[Lines of data]
· · · ·
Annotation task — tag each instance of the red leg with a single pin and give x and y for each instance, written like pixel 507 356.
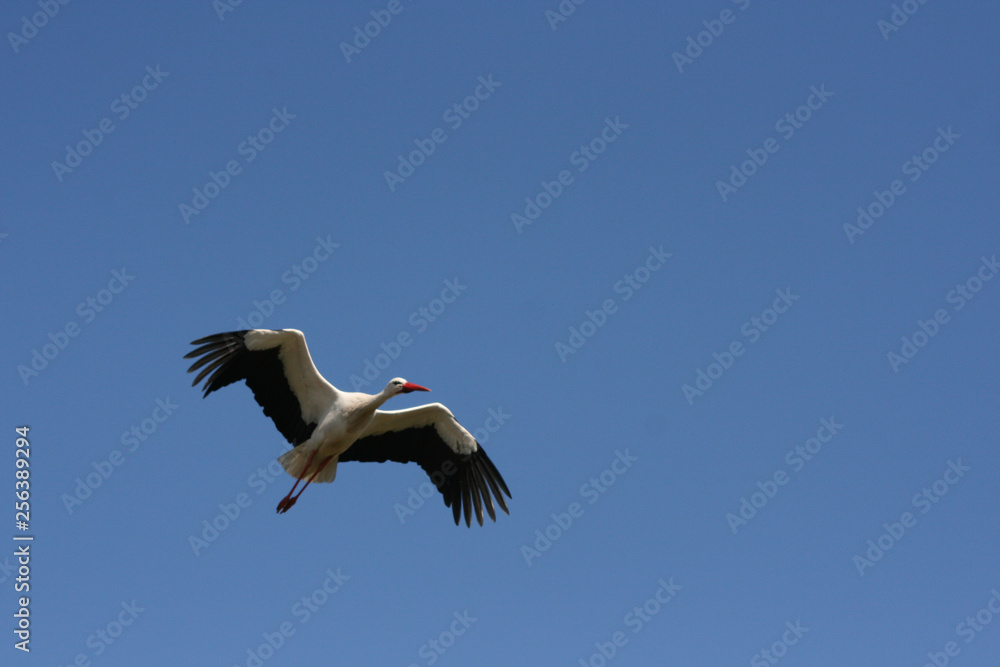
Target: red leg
pixel 285 504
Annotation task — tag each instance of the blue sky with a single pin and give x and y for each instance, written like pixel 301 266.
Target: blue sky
pixel 723 313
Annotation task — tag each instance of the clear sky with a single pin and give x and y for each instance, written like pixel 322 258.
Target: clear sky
pixel 714 284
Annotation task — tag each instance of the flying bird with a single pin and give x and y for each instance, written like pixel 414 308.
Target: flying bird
pixel 327 426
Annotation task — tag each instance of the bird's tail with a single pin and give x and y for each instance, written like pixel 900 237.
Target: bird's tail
pixel 294 462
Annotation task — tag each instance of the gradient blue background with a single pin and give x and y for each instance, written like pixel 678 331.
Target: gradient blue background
pixel 495 346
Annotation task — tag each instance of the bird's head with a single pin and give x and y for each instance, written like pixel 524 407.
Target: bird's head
pixel 401 386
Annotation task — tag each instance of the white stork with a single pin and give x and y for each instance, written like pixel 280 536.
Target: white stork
pixel 326 426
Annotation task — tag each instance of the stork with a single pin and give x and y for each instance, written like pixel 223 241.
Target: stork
pixel 326 426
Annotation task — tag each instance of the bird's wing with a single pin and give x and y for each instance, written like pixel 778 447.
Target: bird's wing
pixel 278 369
pixel 430 436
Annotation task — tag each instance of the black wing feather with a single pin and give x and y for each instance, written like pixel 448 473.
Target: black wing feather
pixel 467 486
pixel 226 360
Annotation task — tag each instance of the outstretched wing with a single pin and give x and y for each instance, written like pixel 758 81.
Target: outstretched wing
pixel 430 436
pixel 278 369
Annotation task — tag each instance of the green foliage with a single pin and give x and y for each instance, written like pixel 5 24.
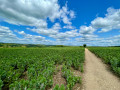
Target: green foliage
pixel 71 79
pixel 110 55
pixel 84 45
pixel 62 87
pixel 39 64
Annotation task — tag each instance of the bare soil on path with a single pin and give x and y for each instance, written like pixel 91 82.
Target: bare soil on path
pixel 97 75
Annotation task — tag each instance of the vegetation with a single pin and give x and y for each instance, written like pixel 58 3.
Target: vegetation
pixel 84 45
pixel 110 55
pixel 33 68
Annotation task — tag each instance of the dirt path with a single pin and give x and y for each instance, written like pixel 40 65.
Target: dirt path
pixel 97 76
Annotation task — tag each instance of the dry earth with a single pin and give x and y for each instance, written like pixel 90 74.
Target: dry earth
pixel 97 76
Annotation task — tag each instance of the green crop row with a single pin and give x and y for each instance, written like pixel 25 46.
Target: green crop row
pixel 110 55
pixel 33 68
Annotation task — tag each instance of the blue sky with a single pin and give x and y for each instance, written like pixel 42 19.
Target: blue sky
pixel 60 22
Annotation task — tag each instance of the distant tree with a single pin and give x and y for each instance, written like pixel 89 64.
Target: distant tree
pixel 84 45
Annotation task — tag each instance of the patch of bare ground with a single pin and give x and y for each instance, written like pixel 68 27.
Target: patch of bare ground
pixel 76 73
pixel 97 76
pixel 57 78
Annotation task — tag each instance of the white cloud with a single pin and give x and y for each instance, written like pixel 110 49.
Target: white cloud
pixel 86 30
pixel 109 22
pixel 6 34
pixel 69 27
pixel 26 12
pixel 34 12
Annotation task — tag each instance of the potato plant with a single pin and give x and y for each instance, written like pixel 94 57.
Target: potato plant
pixel 33 68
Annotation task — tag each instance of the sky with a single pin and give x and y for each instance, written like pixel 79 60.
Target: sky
pixel 60 22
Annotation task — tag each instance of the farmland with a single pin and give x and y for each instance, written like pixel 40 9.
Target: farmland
pixel 34 68
pixel 110 55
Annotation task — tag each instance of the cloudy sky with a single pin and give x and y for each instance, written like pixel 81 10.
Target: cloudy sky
pixel 60 22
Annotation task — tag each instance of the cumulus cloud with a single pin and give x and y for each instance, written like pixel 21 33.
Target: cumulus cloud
pixel 30 37
pixel 34 12
pixel 109 22
pixel 27 12
pixel 86 33
pixel 6 34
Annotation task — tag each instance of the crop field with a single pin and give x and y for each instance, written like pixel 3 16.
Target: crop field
pixel 34 68
pixel 110 55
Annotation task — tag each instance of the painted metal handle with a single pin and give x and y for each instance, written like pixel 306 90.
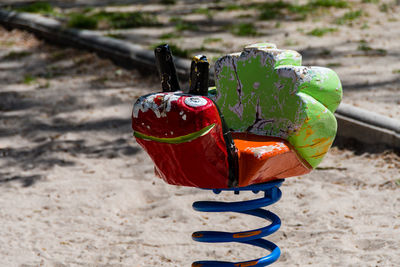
· · · ·
TASK REQUIREMENTS: Count the lines in the rows above that contain the string "flying", matching case exactly. Reply with the number only.

IN RESPONSE: 2